__課題 a__.
以下の記録の冒頭から「x=416 y=174」を含む行までを、その行も含めて一字一句そのまま書き写してください。

### 出典本文 ###

朝生<あさなま>

菓子屋が朝仕事で出来る、短時間で安い菓子を指す。団子・饅頭・大福など。これに対して羊羹・外郎など時間をかけて作る高級菓子を、上生(じょうなま)。その間にあたる菓子を、中生(ちゅうなま)という。

・小豆<あずき>

マメ科の一年草。原産は中国で、日本では現在北海道が最大の産地である。種類は、粒の大きさから大納言・中納言・少納言や、色から赤小豆・白小豆などと分類されている。一般に和菓子の材料には、丹波産の大納言が珍重される。

・甘納豆<あまなっとう> 

小豆・白いんげん・金時豆等の豆類を、糖蜜で煮詰めまわりに砂糖をまぶした物。

・飴<あめ>

糯米(もちごめ)・トウモロコシ・芋等のデンプンを、麦芽で糖化させたもの。砂糖が普及する以前の代表的な甘味料で、古くは「日本書記」にも記載がある。

・あられ 

餅を小さく切って乾燥させて炒った物。醤油・塩・砂糖等で味付けがされている。関西では「おかき」・「かき餅」と言う場合がある。

・有平糖<あるへいとう> 

南蛮菓子アルフェロア(alfe'loa:ポルトガル語の砂糖菓子)に由来する干菓子。砂糖と水飴を煮詰めて作る。

・餡<あん>

豆を煮て砂糖で味付けした物。通常小豆を用いて作るが、白小豆・白いんげん・手亡を使うと白あんになる。

・外郎<ういろう> 

米粉・糯粉・葛粉・蕨粉・白玉粉に、砂糖を加え練り合わせ蒸した棹物。抹茶・黒砂糖などを入れることで多彩な色と味に仕上がる。中国の役人で後に日本に帰化した「陳外郎」の名が由来と言われている。現在では小田原・名古屋・山口等が有名。

###

__課題 b__.
和菓子用語の本文について、次の問いに答えてください。
(i) 日本で現在、小豆の最大の産地はどこですか。
(ii) 有平糖は、砂糖と何を煮詰めて作りますか。
(iii) 外郎の名の由来とされるのは誰の名ですか。

### データ抜粋 ###

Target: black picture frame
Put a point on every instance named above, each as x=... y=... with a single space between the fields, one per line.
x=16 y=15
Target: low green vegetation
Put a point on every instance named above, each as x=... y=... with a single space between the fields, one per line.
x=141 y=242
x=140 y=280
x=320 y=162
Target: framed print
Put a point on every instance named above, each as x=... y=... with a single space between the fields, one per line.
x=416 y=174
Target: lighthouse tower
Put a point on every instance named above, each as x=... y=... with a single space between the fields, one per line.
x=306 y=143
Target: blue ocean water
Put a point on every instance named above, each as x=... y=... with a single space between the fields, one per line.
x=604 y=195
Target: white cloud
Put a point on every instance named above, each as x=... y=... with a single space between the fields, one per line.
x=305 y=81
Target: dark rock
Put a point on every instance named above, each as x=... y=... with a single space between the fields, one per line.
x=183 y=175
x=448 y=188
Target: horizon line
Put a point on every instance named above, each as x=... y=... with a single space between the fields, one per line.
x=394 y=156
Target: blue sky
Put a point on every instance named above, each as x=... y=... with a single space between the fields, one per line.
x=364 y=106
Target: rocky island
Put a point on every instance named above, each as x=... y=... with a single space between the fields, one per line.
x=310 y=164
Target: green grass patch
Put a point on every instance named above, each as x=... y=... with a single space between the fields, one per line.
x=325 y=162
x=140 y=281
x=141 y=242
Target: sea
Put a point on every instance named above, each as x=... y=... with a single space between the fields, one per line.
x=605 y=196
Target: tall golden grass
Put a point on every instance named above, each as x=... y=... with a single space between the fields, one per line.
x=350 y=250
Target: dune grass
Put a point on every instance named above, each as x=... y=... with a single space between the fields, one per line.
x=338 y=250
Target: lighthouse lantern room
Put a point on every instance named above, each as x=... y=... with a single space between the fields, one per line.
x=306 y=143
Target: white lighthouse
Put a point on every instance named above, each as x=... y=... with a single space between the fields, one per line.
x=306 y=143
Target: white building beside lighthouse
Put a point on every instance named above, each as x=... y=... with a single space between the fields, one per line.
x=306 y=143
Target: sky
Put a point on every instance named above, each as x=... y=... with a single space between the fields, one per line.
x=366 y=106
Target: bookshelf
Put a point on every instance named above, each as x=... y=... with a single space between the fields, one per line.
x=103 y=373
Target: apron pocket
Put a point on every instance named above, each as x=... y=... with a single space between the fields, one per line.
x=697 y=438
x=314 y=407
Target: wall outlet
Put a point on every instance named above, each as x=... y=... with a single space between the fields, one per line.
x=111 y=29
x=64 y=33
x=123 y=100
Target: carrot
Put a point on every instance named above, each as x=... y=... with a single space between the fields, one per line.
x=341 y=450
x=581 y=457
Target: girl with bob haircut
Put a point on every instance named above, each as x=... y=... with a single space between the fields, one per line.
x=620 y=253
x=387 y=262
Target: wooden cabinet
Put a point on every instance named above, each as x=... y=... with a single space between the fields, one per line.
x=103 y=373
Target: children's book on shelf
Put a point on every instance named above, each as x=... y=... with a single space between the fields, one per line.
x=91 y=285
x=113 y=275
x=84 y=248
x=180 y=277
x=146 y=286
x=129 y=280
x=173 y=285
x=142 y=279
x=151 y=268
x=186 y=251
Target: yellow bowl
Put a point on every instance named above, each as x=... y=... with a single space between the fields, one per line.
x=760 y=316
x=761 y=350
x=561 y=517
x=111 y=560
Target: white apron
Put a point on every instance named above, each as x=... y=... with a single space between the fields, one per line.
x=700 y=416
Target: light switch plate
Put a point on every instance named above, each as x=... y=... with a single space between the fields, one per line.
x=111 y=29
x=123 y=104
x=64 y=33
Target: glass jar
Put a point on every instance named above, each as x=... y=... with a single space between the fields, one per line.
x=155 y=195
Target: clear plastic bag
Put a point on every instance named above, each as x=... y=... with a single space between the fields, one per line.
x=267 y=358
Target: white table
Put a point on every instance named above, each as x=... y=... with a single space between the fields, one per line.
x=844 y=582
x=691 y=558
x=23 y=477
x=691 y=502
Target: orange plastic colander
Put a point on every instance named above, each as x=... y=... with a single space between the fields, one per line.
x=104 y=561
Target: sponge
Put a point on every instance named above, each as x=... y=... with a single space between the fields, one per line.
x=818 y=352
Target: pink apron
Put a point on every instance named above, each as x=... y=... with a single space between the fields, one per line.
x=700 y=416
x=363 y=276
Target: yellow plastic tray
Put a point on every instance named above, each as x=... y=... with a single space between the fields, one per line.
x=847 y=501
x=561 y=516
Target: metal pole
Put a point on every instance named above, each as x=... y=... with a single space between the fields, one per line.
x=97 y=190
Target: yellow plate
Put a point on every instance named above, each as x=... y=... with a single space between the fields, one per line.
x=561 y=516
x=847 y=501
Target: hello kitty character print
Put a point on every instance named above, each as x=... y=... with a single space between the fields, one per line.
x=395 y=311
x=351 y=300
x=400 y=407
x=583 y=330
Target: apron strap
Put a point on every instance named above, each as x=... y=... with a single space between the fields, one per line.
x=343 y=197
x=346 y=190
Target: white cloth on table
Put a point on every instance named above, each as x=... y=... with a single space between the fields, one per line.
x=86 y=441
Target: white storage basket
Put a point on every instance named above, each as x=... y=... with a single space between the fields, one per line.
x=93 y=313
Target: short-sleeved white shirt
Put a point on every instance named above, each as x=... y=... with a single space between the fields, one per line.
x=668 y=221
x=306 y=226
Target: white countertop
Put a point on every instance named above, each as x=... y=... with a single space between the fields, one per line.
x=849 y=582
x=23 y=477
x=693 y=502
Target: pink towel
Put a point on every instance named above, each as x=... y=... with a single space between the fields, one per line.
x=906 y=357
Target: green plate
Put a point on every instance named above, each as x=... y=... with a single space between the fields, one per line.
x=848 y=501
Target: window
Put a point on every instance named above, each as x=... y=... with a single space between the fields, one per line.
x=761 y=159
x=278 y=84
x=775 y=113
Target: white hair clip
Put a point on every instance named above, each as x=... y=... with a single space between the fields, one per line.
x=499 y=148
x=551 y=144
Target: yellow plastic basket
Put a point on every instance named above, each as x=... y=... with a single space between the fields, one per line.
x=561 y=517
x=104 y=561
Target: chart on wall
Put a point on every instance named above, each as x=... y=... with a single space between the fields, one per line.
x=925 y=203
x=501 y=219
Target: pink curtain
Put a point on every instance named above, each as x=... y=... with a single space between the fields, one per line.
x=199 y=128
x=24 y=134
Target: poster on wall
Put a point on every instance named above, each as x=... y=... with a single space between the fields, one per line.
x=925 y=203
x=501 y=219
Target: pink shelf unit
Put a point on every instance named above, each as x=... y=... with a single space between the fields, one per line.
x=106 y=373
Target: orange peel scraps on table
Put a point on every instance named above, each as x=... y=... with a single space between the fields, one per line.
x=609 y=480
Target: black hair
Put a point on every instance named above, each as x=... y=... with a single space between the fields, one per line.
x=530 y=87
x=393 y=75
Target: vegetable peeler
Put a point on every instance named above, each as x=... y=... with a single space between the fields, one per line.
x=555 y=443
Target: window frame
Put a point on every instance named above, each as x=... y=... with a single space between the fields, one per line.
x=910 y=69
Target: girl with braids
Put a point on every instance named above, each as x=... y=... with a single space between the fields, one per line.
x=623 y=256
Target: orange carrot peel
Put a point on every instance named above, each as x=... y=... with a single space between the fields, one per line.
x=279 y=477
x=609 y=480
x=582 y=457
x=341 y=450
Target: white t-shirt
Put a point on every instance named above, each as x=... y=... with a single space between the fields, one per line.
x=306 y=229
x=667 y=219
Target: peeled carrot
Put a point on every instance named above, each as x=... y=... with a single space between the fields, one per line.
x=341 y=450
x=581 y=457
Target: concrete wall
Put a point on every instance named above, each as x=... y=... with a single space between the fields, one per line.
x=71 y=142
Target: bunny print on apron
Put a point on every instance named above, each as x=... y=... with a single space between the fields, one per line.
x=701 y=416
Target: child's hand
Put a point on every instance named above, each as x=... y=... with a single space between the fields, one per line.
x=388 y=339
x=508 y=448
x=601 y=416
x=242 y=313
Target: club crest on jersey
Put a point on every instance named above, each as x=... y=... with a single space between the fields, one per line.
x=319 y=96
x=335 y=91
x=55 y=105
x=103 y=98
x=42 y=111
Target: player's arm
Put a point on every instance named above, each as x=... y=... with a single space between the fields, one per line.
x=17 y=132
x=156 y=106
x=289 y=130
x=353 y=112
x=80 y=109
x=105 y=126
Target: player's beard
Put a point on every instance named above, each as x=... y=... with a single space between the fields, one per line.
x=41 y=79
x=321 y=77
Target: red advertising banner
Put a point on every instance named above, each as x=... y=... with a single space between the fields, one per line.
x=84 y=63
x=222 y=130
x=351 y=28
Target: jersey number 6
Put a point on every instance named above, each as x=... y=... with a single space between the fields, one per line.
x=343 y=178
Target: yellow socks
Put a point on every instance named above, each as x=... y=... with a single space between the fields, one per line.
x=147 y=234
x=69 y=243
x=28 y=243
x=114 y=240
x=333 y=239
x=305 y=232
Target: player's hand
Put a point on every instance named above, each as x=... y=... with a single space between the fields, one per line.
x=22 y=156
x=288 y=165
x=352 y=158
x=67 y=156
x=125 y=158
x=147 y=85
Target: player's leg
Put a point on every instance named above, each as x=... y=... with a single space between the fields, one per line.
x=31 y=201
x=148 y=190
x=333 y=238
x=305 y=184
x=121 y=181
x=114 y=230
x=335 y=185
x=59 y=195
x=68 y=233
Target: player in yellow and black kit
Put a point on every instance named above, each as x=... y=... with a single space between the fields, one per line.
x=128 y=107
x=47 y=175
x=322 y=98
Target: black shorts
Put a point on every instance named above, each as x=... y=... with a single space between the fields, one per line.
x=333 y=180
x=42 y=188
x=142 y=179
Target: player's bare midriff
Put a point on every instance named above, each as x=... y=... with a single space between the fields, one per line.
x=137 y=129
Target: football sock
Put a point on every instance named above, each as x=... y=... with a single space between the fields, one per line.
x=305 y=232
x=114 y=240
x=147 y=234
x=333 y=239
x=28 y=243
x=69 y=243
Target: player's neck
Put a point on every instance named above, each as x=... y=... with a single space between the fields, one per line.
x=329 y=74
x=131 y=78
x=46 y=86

###

__解答 a__.
Target: black picture frame
Put a point on every instance named above, each as x=... y=... with a single space between the fields, one per line.
x=16 y=15
Target: low green vegetation
Put a point on every instance named above, each as x=... y=... with a single space between the fields, one per line.
x=141 y=242
x=140 y=280
x=320 y=162
Target: framed print
Put a point on every instance named above, each as x=... y=... with a single space between the fields, one per line.
x=416 y=174

__解答 b__.
(i) 北海道
(ii) 水飴
(iii) 中国の役人で、後に日本に帰化した「陳外郎」